* start *

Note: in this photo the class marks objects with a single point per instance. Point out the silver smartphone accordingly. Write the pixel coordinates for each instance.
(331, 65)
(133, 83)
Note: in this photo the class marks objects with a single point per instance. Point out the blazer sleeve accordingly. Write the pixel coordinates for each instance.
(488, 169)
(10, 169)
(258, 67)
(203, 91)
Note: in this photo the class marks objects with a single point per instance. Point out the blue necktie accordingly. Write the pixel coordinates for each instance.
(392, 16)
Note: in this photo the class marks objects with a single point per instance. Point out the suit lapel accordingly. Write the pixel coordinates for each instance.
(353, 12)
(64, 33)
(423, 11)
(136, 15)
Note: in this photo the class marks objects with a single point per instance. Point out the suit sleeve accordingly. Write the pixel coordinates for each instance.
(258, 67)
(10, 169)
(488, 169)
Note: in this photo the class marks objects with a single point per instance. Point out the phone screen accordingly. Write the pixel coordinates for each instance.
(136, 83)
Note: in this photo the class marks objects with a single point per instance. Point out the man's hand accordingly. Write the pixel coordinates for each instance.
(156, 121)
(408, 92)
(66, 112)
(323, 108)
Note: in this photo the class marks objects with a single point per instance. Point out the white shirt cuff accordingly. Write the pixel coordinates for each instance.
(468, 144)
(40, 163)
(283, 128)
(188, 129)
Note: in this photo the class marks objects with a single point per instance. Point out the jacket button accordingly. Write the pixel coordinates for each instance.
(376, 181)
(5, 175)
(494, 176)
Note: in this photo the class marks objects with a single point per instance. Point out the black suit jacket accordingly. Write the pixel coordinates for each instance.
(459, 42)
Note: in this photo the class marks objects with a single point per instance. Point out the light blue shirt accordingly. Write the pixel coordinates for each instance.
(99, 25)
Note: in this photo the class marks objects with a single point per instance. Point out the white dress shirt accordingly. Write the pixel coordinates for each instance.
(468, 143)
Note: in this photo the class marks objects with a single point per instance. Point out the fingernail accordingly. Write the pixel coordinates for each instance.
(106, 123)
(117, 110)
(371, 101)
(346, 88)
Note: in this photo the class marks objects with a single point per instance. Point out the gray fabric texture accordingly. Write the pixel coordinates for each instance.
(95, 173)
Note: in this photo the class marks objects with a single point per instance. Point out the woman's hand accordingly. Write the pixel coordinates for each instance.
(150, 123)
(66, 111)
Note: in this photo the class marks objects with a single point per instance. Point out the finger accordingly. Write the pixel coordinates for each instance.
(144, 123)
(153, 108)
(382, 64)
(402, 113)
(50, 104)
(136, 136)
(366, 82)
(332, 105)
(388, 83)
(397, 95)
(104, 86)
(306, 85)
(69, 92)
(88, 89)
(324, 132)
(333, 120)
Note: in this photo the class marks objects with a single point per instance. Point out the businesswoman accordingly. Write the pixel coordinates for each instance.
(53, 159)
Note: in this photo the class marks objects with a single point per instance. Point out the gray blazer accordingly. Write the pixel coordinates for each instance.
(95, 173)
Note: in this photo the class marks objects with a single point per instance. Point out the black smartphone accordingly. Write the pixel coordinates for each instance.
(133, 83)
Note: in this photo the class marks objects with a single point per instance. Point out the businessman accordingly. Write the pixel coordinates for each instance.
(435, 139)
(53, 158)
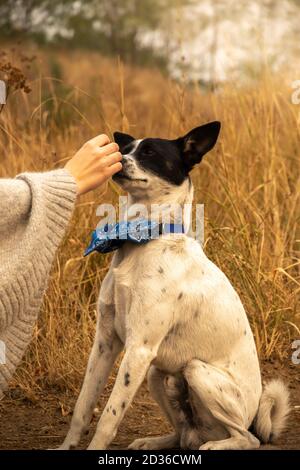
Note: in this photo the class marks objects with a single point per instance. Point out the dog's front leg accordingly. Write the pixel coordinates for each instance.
(133, 369)
(104, 352)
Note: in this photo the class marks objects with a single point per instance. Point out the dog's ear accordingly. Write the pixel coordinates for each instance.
(196, 143)
(122, 139)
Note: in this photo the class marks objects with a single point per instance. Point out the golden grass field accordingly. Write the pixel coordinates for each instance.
(249, 185)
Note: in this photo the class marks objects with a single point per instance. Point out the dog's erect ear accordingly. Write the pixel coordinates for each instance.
(122, 139)
(196, 143)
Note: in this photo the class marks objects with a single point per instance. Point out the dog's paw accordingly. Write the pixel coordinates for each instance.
(154, 443)
(146, 443)
(64, 446)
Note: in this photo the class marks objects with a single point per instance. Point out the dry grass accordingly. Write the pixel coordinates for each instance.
(249, 184)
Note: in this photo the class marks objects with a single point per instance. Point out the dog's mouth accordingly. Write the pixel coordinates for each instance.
(126, 177)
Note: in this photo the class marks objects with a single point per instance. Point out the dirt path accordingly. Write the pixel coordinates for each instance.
(42, 422)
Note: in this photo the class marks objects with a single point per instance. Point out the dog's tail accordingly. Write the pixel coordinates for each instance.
(273, 411)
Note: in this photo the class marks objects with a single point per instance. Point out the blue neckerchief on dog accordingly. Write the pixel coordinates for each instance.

* end *

Work required: Output the data above without changes, apart from leaving out the pictures.

Solution to this task:
Note: in this photo the class marks objects with a single point per instance. Point out the silver smartphone accordingly. Write the pixel coordinates for each instance.
(331, 65)
(133, 83)
Note: in this photo the class marks objects with a single point per instance. Point out the blazer sleeve accordingly. Write the pixel coordinates for each instance.
(488, 169)
(10, 169)
(258, 67)
(203, 91)
Note: in this photo the class marks objects with a single point per instance. Point out the blue necktie accordingly. Write the pixel coordinates for each instance.
(392, 16)
Note: in this photo the class marks objects with a single point per instance. Point out the suit lapel accordingly. Write the pixel coordinates for each instance.
(353, 12)
(64, 33)
(423, 11)
(136, 15)
Note: in this photo the class marks objects with a single point per instance. Point out the suit sleeve accordingly. Write the pixel coordinates for each instance.
(258, 67)
(10, 169)
(488, 169)
Note: in this photo the class marks objects with a single point per instance. Point out the phone screen accordingly. Write the pixel coordinates for each instance.
(136, 83)
Note: in this photo the class marks objects with a single point per instance. Point out the man's hand accordingly. Write the pixel coordinates for each instance.
(156, 121)
(408, 92)
(66, 112)
(323, 108)
Note: in this photo the class marks objects with a single point per instance. Point out the white shirt cuff accordingly. Write the pixel coordinates for each instance.
(468, 144)
(40, 163)
(283, 128)
(188, 129)
Note: in this photo the class marks objects with a single point per instance. Point out the jacket button accordingly. Write the pixel coordinates for each instance.
(376, 181)
(5, 175)
(494, 176)
Note: in this photo the class marks objects with a single point per instance. Point out the black suit jacket accordingly. Write the pixel coordinates for each instance.
(459, 42)
Note: in this photo the class marks objects with a single point per instance. Point out the light blue shirt accordingly. Write the pixel coordinates for each instance.
(99, 25)
Note: in this photo the class marks objects with a single point per instance. Point out the white dress shirt accordingly. Write the pixel coordinates for each instance.
(468, 143)
Note: in this photo the class marks objects with a single point per instance. Point out the fingernail accordingly. Write the pixel coordinates for each instance.
(106, 123)
(117, 110)
(371, 101)
(346, 88)
Note: in this photo the class marks objects with a single point per instance. Point out the gray fabric texture accordingly. Write the pixel coordinates for each instance.
(95, 173)
Note: in this photo the class marks objects with a single point per instance. Point out the woman's hand accordingly. Write the pixel coordinates for each instance.
(150, 123)
(66, 111)
Note: in this photo the class marks objects with a single point per instance. Point out the finger accordingly. Write the pixel coordinates for each instance.
(144, 123)
(153, 108)
(382, 64)
(402, 113)
(50, 104)
(136, 136)
(366, 82)
(332, 105)
(388, 83)
(397, 95)
(104, 86)
(306, 85)
(69, 92)
(88, 89)
(324, 132)
(333, 120)
Note: in this photo the class marks objects with a single point per instance. Point out the businesswoman accordingly. Write the pixel coordinates for each instance.
(53, 159)
Note: in this photo the class marks objects with a single point per instance. Point out the gray blazer accordingly. Write the pixel coordinates for each instance.
(95, 173)
Note: in this photo the class marks objects with a single point per instance. Point out the black smartphone accordingly. Write the pixel coordinates for each instance.
(133, 83)
Note: in this photo the class marks objects with a single point per instance. Point out the businessman accordingly. Write the pixel coordinates for each instance.
(435, 139)
(53, 158)
Note: in this photo the class marks objects with a single point per instance. Point out the dog's front leg accordingly. Write the pixel coordinates for each instance.
(133, 369)
(104, 352)
Note: in this photo the class marks objects with a single point per instance. Point out the dog's ear accordingly. Write the pixel coordinates for each instance.
(196, 143)
(122, 139)
Note: in this photo the class marks objects with a single point per instance. Point out the golden grass field accordingly. Write the pixel coordinates for each instance.
(249, 185)
Note: in this photo the class marks objects with a single point per instance. Point out the dog's erect ear accordingly. Write the pixel coordinates for each instance.
(122, 139)
(196, 143)
Note: in this photo the class marks objects with a single point per instance. Point out the dog's paw accordingly. Write the pixel coordinates for each instance.
(154, 443)
(146, 443)
(64, 446)
Note: in this photo the class marks objects with a single point per instance. Point out the dry grass accordingly. Write the pixel coordinates for each instance.
(249, 184)
Note: in this photo the class marks objects with a single point per instance. Point out the dog's mouth accordingly. Write the pixel coordinates for each instance.
(126, 177)
Note: in this photo the class marks objects with a single point per instance. Point out the dirt path accordingly. Write the pixel coordinates for each instance.
(42, 422)
Note: in this photo the class marks objects with a single point per instance. Point out the dog's tail accordingly. Write the pixel coordinates for each instance.
(273, 411)
Note: in this photo the class marks objects with a single point per instance. Point out the blue neckerchief on dog accordingly. Write the pixel coordinates for each instance.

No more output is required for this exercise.